- Born: August 25, 1958 (age 68) Oak Park, Illinois
- Education: Dartmouth College Fielding Graduate University
- Occupations: Writer, psychologist
- Spouse: Jay Parini
- Children: 3

= Devon Jersild =

Devon Jersild (born August 25, 1958) is a clinical psychologist and author.

==Biography==
Devon Jersild was born August 25, 1958. She graduated summa cum laude from Dartmouth College, and was awarded a
master's degree by the Bread Loaf School of English, and a doctorate in clinical psychology by Fielding Graduate University.

Jersild was president of The Vermont Association for Psychoanalytic Studies from 2019 to 2021. Prior to becoming a psychologist, Jersild was the associate director of the Bread Loaf Writers' Conference, Associate Editor of the New England Review, and a visiting Lecturer in English at Middlebury College. Her essays and stories have appeared in such publications as The New York Times, The Kenyon Review, USA Today, Redbook, and Glamour Magazine.

▶ [Records supplied]

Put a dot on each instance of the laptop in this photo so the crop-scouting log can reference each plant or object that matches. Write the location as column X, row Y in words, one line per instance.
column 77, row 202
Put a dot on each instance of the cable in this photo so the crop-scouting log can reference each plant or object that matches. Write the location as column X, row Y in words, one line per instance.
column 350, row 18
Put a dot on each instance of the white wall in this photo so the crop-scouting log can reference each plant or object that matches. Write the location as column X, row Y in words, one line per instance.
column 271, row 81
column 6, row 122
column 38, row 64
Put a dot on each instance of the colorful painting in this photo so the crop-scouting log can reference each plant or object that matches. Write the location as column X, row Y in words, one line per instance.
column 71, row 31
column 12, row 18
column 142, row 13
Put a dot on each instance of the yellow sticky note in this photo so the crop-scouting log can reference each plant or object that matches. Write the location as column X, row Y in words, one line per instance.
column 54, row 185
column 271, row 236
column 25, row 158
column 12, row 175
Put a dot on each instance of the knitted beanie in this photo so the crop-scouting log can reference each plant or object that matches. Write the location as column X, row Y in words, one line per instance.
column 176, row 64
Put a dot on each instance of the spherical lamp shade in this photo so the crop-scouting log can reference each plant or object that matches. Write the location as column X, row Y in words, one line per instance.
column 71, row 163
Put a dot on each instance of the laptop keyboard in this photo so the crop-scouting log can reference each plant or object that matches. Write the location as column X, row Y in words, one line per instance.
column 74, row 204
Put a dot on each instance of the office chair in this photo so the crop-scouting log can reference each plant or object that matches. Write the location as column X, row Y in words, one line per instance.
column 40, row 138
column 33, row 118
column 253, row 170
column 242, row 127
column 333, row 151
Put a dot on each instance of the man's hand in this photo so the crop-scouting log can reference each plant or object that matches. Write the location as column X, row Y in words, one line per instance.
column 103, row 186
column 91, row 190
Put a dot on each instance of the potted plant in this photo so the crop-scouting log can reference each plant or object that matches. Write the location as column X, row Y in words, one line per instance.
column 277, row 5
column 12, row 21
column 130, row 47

▶ [What to do]
1. List every publication that the Devon Jersild biography names as having carried her essays and stories.
2. Extend the Devon Jersild biography by writing what follows its final sentence.

▶ [Outputs by task]
1. The New York Times, The Kenyon Review, USA Today, Redbook, and Glamour Magazine

2.
She won an O. Henry Award in 1991 for her short story "In Which John Imagines His Mind as a Pond." Andre Dubus III wrote in the Los Angeles Times: "Jersild's language is cool and spare, her details muted, a style that serves her heart-thumping main character well, taking him, and us, to an ending that unfolds itself naturally, with a deliberate and excusable echo of James Joyce's The Dead."

Jersild is the author of Happy Hours: Alcohol in a Woman’s Life (HarperCollins), and has lectured widely on the subject of alcohol, as well as appearing on television shows, including The Oprah Winfrey Show and The Montel Williams Show.

Luminous Bodies: A Novel of Marie Curie (Paul Dry Books, 2026) is Jersild’s debut novel, a historical fiction portrait of Marie Curie’s life from her youth in Poland through her marriage, widowhood, and relationship with physicist Paul Langevin, and depicts her friendship with suffragist and scientist Hertha Ayrton.